(WHAT YOU NEED TO DO) Starting at the line with "Indicate the bear's front" and going on through the line with "Indicate the player's leg", reproduce each line in the records below exactly and nothing more.

(DATA FOR THIS EXERCISE)
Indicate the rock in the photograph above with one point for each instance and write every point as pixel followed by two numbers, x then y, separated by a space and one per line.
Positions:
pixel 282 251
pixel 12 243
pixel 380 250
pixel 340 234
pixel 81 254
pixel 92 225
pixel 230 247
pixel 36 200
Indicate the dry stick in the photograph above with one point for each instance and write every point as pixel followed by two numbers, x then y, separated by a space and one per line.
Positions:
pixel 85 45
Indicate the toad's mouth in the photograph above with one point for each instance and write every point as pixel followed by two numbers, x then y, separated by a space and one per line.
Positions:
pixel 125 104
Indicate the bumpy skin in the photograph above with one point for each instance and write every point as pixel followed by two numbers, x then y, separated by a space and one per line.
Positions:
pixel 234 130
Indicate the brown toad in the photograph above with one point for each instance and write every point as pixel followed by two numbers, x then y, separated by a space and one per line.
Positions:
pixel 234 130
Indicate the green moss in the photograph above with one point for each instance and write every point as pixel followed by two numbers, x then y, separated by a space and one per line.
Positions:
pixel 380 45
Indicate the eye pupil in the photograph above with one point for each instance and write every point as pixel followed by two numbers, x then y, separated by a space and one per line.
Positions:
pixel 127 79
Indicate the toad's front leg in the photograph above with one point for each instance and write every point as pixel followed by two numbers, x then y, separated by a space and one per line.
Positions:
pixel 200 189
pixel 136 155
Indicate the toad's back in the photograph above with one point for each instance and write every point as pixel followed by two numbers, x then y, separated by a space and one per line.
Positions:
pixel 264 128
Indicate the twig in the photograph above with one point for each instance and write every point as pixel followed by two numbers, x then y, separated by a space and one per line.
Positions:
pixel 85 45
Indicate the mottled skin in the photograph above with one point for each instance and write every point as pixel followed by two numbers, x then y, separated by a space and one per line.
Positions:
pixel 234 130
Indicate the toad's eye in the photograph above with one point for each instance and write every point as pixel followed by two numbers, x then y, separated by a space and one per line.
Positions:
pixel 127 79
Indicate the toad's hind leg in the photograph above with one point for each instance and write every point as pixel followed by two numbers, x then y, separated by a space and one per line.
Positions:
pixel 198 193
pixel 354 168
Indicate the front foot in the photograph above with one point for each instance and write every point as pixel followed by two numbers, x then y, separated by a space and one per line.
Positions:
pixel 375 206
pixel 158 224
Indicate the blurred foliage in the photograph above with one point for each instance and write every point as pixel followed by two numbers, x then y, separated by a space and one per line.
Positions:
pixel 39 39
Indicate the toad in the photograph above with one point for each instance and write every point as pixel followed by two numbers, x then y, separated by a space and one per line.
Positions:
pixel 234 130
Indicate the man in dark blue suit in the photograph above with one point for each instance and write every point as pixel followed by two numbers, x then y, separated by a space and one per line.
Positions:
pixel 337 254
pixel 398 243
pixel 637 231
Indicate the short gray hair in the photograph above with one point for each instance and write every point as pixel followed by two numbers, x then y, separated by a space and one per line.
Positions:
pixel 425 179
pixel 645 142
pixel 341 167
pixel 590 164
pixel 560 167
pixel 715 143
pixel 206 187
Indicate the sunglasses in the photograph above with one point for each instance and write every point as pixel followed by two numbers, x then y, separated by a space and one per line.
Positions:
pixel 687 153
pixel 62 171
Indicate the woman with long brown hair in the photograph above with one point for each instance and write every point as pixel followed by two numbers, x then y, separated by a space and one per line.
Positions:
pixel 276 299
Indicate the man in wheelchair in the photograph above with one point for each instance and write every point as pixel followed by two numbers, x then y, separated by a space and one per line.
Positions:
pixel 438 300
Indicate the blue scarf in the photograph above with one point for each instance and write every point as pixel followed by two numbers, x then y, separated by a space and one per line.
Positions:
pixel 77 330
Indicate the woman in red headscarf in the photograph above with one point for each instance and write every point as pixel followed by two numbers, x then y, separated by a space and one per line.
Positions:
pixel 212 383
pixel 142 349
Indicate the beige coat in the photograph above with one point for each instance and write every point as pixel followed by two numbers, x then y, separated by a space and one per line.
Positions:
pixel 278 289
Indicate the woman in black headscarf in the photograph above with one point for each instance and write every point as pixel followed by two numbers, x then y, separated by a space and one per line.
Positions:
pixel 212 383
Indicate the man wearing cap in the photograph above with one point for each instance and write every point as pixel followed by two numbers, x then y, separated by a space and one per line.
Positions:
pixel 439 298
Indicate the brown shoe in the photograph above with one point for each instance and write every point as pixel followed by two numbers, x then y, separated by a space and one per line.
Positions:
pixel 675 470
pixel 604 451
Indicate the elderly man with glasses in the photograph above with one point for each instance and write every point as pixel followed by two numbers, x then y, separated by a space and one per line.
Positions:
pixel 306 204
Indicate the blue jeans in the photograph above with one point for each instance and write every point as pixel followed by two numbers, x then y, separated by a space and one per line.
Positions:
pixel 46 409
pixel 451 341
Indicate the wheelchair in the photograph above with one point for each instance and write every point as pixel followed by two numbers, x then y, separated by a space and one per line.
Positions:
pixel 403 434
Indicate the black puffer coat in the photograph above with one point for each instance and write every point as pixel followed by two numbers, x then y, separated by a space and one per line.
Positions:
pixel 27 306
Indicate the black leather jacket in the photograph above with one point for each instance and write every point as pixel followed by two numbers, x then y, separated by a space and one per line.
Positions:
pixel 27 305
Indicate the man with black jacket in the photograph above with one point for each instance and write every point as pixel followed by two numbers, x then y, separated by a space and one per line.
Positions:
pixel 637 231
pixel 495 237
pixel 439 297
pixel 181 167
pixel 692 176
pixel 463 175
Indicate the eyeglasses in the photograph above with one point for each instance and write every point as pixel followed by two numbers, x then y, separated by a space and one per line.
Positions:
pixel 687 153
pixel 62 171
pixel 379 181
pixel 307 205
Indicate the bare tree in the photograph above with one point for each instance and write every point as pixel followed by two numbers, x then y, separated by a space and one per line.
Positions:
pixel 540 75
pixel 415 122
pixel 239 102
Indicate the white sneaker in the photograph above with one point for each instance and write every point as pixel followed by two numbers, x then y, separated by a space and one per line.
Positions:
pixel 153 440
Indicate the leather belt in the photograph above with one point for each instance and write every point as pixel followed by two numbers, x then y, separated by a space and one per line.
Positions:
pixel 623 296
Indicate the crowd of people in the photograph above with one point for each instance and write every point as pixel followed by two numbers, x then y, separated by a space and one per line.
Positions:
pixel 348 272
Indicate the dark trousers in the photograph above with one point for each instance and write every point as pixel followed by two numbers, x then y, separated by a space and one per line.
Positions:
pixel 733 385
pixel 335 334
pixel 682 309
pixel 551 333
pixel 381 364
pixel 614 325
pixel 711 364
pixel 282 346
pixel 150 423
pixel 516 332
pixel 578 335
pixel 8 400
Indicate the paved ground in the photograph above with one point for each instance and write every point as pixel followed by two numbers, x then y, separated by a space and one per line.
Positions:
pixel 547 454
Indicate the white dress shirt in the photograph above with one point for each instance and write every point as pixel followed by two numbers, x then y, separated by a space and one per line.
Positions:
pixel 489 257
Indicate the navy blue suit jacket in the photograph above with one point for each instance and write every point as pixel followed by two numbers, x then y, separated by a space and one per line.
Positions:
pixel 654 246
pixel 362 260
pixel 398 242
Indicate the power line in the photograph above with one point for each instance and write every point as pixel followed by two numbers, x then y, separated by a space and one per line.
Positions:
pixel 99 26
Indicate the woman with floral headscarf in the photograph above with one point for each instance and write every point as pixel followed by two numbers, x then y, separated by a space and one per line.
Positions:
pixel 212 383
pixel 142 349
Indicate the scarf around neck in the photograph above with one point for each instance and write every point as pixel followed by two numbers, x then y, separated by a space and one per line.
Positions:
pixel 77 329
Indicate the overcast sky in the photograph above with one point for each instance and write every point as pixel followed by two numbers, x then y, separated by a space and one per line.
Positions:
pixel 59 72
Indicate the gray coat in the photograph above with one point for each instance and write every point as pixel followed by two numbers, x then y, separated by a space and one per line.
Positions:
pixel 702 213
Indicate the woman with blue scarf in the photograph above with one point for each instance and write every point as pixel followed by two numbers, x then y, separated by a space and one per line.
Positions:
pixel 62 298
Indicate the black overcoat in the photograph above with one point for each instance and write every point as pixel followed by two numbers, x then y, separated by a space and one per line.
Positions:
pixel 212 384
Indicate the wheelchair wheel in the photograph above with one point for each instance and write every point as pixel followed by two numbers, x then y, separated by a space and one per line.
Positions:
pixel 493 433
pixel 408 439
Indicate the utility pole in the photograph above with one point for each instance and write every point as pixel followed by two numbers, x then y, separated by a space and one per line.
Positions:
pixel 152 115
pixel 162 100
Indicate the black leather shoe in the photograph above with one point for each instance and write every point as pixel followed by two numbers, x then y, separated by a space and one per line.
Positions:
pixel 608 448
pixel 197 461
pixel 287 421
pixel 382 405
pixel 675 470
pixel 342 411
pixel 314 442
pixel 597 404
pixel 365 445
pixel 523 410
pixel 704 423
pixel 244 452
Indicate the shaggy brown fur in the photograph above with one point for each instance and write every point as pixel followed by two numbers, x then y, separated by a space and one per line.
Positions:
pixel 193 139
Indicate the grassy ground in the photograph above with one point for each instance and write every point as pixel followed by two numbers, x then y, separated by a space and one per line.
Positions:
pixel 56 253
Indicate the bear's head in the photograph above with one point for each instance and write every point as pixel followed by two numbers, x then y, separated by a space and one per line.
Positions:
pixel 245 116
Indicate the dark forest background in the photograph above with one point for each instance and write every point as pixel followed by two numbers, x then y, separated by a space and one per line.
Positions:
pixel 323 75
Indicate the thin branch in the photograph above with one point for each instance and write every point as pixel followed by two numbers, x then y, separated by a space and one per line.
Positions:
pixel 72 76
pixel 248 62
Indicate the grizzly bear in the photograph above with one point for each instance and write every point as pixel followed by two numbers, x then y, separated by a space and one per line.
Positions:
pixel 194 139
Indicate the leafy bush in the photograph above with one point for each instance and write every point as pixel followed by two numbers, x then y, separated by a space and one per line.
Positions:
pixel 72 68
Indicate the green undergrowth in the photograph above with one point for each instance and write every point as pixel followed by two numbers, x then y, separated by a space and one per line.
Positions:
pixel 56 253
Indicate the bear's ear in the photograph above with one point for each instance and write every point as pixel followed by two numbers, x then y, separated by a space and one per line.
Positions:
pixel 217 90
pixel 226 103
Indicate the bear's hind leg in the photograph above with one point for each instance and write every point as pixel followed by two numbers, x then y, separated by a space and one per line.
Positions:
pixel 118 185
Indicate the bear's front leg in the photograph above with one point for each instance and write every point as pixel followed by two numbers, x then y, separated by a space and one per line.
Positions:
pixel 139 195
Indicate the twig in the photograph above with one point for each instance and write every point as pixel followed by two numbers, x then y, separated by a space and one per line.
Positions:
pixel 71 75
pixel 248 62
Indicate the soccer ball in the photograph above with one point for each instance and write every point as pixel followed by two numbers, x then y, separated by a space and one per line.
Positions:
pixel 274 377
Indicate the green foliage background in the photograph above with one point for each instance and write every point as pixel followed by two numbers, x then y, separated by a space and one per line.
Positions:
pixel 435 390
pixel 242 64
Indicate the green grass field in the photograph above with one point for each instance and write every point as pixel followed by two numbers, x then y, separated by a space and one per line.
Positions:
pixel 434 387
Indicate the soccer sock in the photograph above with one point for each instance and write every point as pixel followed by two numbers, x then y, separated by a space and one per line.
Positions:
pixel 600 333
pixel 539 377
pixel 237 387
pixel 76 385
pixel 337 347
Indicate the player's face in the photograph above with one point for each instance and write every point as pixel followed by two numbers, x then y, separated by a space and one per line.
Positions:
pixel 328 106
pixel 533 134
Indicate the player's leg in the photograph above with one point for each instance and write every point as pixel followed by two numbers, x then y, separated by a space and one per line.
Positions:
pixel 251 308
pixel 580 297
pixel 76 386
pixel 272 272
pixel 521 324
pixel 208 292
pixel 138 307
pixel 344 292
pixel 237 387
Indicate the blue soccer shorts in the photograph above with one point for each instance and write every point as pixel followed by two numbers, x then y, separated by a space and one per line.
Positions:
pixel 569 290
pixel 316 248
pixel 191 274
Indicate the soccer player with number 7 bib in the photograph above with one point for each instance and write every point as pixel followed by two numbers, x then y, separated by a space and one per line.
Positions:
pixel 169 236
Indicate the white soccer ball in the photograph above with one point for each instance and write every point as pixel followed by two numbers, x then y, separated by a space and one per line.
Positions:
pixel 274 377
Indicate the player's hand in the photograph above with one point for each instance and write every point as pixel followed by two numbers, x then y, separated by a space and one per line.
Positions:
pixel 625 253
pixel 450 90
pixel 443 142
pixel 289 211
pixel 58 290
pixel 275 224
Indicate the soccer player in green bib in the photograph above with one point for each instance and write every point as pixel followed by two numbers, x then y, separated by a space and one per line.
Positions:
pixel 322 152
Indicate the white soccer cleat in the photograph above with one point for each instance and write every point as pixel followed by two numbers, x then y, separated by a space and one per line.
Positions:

(TASK SOLUTION)
Indicate the bear's front leg in the photograph above with one point for each instance and write every point as pixel followed by two numbers, x then y, separated by a space and one per line.
Positions:
pixel 139 195
Indicate the twig in the photograph above with one point for each instance and write every point as pixel followed by two numbers, x then y, separated by a space and one per line.
Positions:
pixel 71 75
pixel 248 62
Indicate the soccer ball in the photograph above with one point for each instance and write every point as pixel followed by two numbers, x then y, separated by a space and one per line.
Positions:
pixel 274 377
Indicate the green foliage background in the photograph above with one point for each instance and write every point as pixel followed by two numbers, x then y, separated by a space and one per line.
Positions:
pixel 435 390
pixel 242 64
Indicate the green grass field in the photograph above with one point for each instance and write every point as pixel followed by two numbers, x then y, separated by a space and one per line.
Positions:
pixel 434 387
Indicate the soccer sock in the photograph above with one point for each instance and write every point as pixel followed by two numbers, x then y, separated by a space and one per line.
Positions:
pixel 600 333
pixel 539 377
pixel 237 387
pixel 76 385
pixel 337 347
Indicate the player's face in the photograph above with one point for each instance and write every point as pixel followed by two numbers, x then y, separated by a space and one per line.
Positions:
pixel 328 106
pixel 533 134
Indicate the player's leg in the photograph above with one point for each instance and write every point as pixel followed by two numbers, x then y, separated by a space and one per line.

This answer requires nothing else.